TEXT SECTION:
- - -
The Book of Jeremiah (ספר יִרְמְיָהוּ) is the second of the Latter Prophets in the Hebrew Bible, and the second of the Prophets in the Christian Old Testament. The superscription at chapter Jeremiah 1:1–3 identifies the book as "the words of Jeremiah son of Hilkiah". Of all the prophets, Jeremiah comes through most clearly as a person, ruminating to his scribe Baruch about his role as a servant of God with little good news for his audience.

His book is intended as a message to the Jews during the Babylonian exile, explaining the disaster of exile as God's response to Israel's pagan worship: the people, says Jeremiah, are like an unfaithful wife and rebellious children, their infidelity and rebelliousness made judgment inevitable, although restoration and a new covenant are foreshadowed. Authentic oracles of Jeremiah are probably to be found in the poetic sections of chapters 1 through 25, but the book as a whole has been heavily edited and added to by the prophet's followers (including, perhaps, his companion, the scribe Baruch) and later generations of Deuteronomists.
- - -
GIVEN ENTRIES:
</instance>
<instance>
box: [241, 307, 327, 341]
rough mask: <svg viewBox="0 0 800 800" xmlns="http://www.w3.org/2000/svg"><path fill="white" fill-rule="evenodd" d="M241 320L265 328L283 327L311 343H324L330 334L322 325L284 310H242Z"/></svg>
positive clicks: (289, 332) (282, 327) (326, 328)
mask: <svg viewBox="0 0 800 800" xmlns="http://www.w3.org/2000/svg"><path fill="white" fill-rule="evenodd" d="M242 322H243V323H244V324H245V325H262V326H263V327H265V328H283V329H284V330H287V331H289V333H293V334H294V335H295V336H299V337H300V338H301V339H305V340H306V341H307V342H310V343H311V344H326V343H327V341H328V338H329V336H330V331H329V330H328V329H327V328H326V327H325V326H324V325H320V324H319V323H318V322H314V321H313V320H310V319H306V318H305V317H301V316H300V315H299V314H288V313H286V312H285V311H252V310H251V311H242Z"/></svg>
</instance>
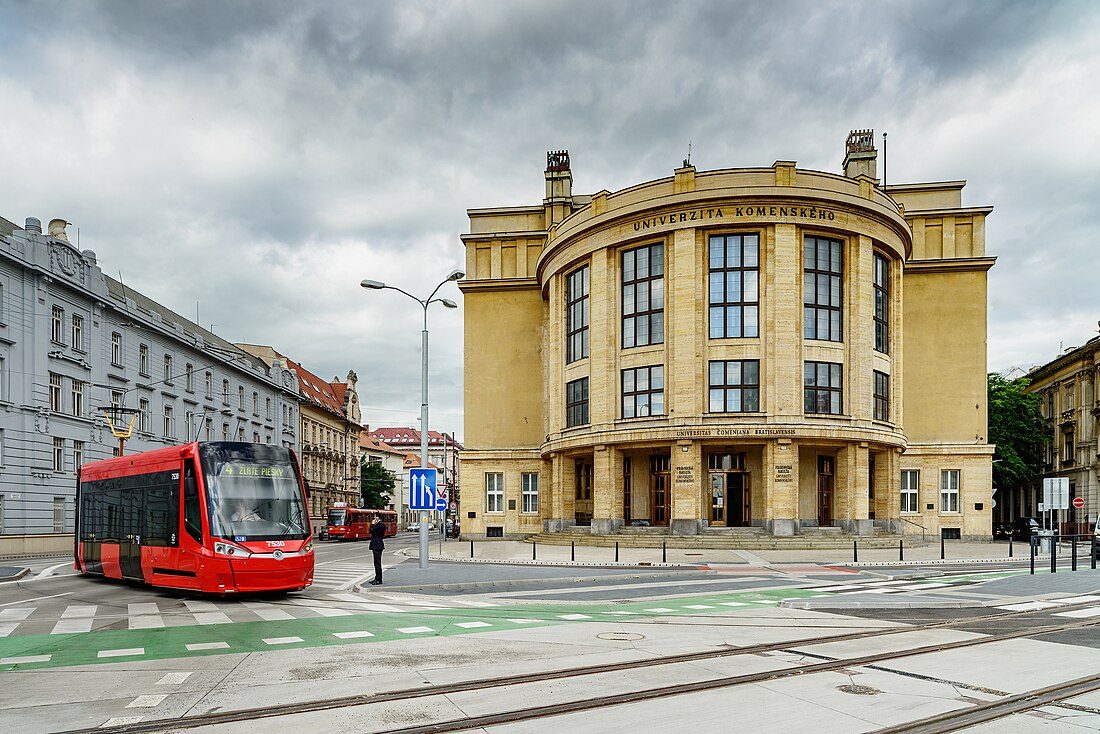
- - -
WORK ITEM: Write out the passage on the Book of Jeremiah from "The Book of" up to and including "for his audience.". The material comes from a separate source unrelated to the text.

TASK ANSWER:
The Book of Jeremiah (ספר יִרְמְיָהוּ) is the second of the Latter Prophets in the Hebrew Bible, and the second of the Prophets in the Christian Old Testament. The superscription at chapter Jeremiah 1:1–3 identifies the book as "the words of Jeremiah son of Hilkiah". Of all the prophets, Jeremiah comes through most clearly as a person, ruminating to his scribe Baruch about his role as a servant of God with little good news for his audience.